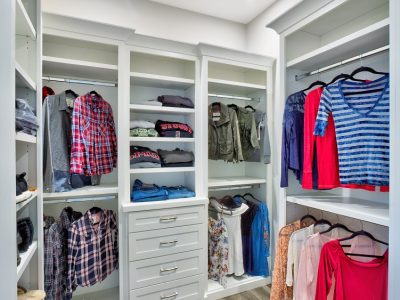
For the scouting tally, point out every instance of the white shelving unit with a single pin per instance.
(361, 209)
(161, 109)
(26, 258)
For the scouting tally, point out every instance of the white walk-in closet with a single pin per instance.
(186, 150)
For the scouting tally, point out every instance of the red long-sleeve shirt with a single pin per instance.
(353, 279)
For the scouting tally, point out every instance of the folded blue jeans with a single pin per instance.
(143, 193)
(176, 192)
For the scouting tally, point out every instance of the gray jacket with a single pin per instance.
(223, 134)
(56, 137)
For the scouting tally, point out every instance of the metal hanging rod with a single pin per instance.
(335, 65)
(240, 187)
(79, 81)
(73, 200)
(233, 97)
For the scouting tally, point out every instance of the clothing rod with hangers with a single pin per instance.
(335, 65)
(80, 81)
(72, 200)
(233, 97)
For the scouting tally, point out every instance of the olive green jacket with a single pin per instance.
(223, 135)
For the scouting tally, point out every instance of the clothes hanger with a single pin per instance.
(250, 107)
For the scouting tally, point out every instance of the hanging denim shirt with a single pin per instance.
(292, 137)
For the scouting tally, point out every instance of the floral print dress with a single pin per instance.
(217, 250)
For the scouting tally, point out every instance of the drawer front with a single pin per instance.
(183, 289)
(152, 271)
(149, 244)
(165, 218)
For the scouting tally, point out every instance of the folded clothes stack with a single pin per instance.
(175, 101)
(176, 158)
(143, 157)
(142, 128)
(173, 129)
(25, 118)
(142, 192)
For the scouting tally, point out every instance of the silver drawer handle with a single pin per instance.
(166, 219)
(169, 243)
(169, 269)
(170, 296)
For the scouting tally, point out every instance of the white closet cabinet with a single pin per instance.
(319, 40)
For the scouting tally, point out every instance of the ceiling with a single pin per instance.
(242, 11)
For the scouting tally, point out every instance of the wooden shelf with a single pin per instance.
(106, 294)
(161, 140)
(161, 109)
(235, 285)
(24, 203)
(87, 191)
(364, 40)
(26, 258)
(140, 206)
(160, 81)
(23, 24)
(162, 170)
(364, 210)
(227, 87)
(234, 181)
(25, 138)
(22, 78)
(72, 68)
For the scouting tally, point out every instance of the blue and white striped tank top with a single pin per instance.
(362, 129)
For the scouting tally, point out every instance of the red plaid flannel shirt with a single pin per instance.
(94, 143)
(92, 252)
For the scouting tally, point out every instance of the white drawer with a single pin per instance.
(165, 218)
(149, 244)
(164, 268)
(182, 289)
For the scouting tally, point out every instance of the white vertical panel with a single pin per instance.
(8, 257)
(394, 204)
(123, 162)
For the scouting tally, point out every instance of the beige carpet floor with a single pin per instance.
(261, 293)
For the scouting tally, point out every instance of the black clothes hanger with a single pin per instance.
(308, 216)
(363, 233)
(69, 91)
(344, 77)
(250, 107)
(337, 225)
(315, 83)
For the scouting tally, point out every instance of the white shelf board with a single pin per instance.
(22, 78)
(235, 285)
(26, 258)
(227, 87)
(234, 181)
(106, 294)
(369, 38)
(162, 140)
(22, 204)
(162, 170)
(25, 138)
(161, 109)
(150, 205)
(23, 24)
(87, 191)
(161, 81)
(72, 68)
(364, 210)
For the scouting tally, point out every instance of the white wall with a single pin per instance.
(153, 19)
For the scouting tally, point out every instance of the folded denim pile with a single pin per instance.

==================================================

[SET TASK] Extract the text of all the records above verbatim, excluding pictures.

[RESULT]
For the scouting tally, point out every instance of the white shelving unit with a single pin per instance.
(361, 209)
(161, 109)
(26, 258)
For the scouting tally, point out every instance of the white walk-in closet with a single pin per instance.
(186, 150)
For the scouting tally, point out every instance of the red long-sleeve shirt with a single pin per instance.
(353, 279)
For the scouting tally, point out every instance of the folded blue jeans with a single pin per instance.
(143, 193)
(176, 192)
For the scouting tally, point out every instance of the gray jacket with a single pin per instance.
(223, 134)
(56, 137)
For the scouting tally, point out every instance of the metal hanging rod with a single pin per instance.
(335, 65)
(240, 187)
(79, 81)
(73, 200)
(233, 97)
For the scouting tally, point out every instance of the clothing rod with hangers with a single pin per instance.
(335, 65)
(80, 81)
(72, 200)
(233, 97)
For the scouting tally, point out every instance of the olive green jacket with a single pin per instance.
(223, 135)
For the scouting tally, point out every instance of the clothes hanger with a single pin per instance.
(250, 107)
For the scouting tally, point out every instance of the hanging denim shirt with a single pin per instance.
(292, 137)
For the scouting tally, point out every instance of the floral print dress with a single pin per instance.
(217, 250)
For the scouting tally, point out every instance of the drawer front with a single pin per instance.
(183, 289)
(152, 271)
(149, 244)
(165, 218)
For the scouting tally, point out every instance of the folded clothes stack with a single pin per instance.
(175, 101)
(176, 158)
(143, 157)
(142, 128)
(173, 129)
(25, 118)
(142, 192)
For the scouting tally, point out every instance of the silver drawer handle with a single pin per instance.
(166, 219)
(169, 243)
(169, 269)
(170, 296)
For the scouting tally, point out every instance of the white closet cabinet with a single pin per instance.
(319, 40)
For the scouting tally, point out every instance of the ceiling with a single pin per instance.
(242, 11)
For the scouting tally, point out every instance of the wooden shelf with a single pin per instance.
(106, 294)
(161, 140)
(161, 109)
(235, 285)
(24, 203)
(87, 191)
(364, 40)
(26, 258)
(140, 206)
(160, 81)
(23, 24)
(162, 170)
(364, 210)
(227, 87)
(234, 181)
(25, 138)
(22, 78)
(72, 68)
For the scouting tally, point out every instance of the blue and white striped tank top with a single pin per instance.
(362, 129)
For the scouting tally, point out every instance of the red plaid flannel shirt with a single pin per instance.
(94, 143)
(92, 252)
For the scouting tally, point out every instance of the white drawer with a single pin per instance.
(165, 218)
(149, 244)
(164, 268)
(182, 289)
For the scouting tally, point out every instance of the white vertical panel with a single pin per instance.
(8, 257)
(394, 204)
(123, 162)
For the scouting tally, point out every instance of the beige carpet floor with a single pin per instance.
(261, 293)
For the scouting tally, point out every instance of the black clothes hanger with a single pin per instance.
(308, 216)
(363, 233)
(69, 91)
(344, 77)
(250, 107)
(337, 225)
(315, 83)
For the scouting tally, point out every instance of the white shelf board with a single pin per instance.
(22, 78)
(235, 285)
(26, 258)
(227, 87)
(234, 181)
(106, 294)
(369, 38)
(162, 140)
(22, 204)
(162, 170)
(25, 138)
(161, 109)
(150, 205)
(23, 24)
(87, 191)
(161, 81)
(72, 68)
(364, 210)
For the scouting tally, point out every instance of the white wall with a single pin per instance.
(153, 19)
For the scouting tally, point out every instance of the folded denim pile with a single pin per instance.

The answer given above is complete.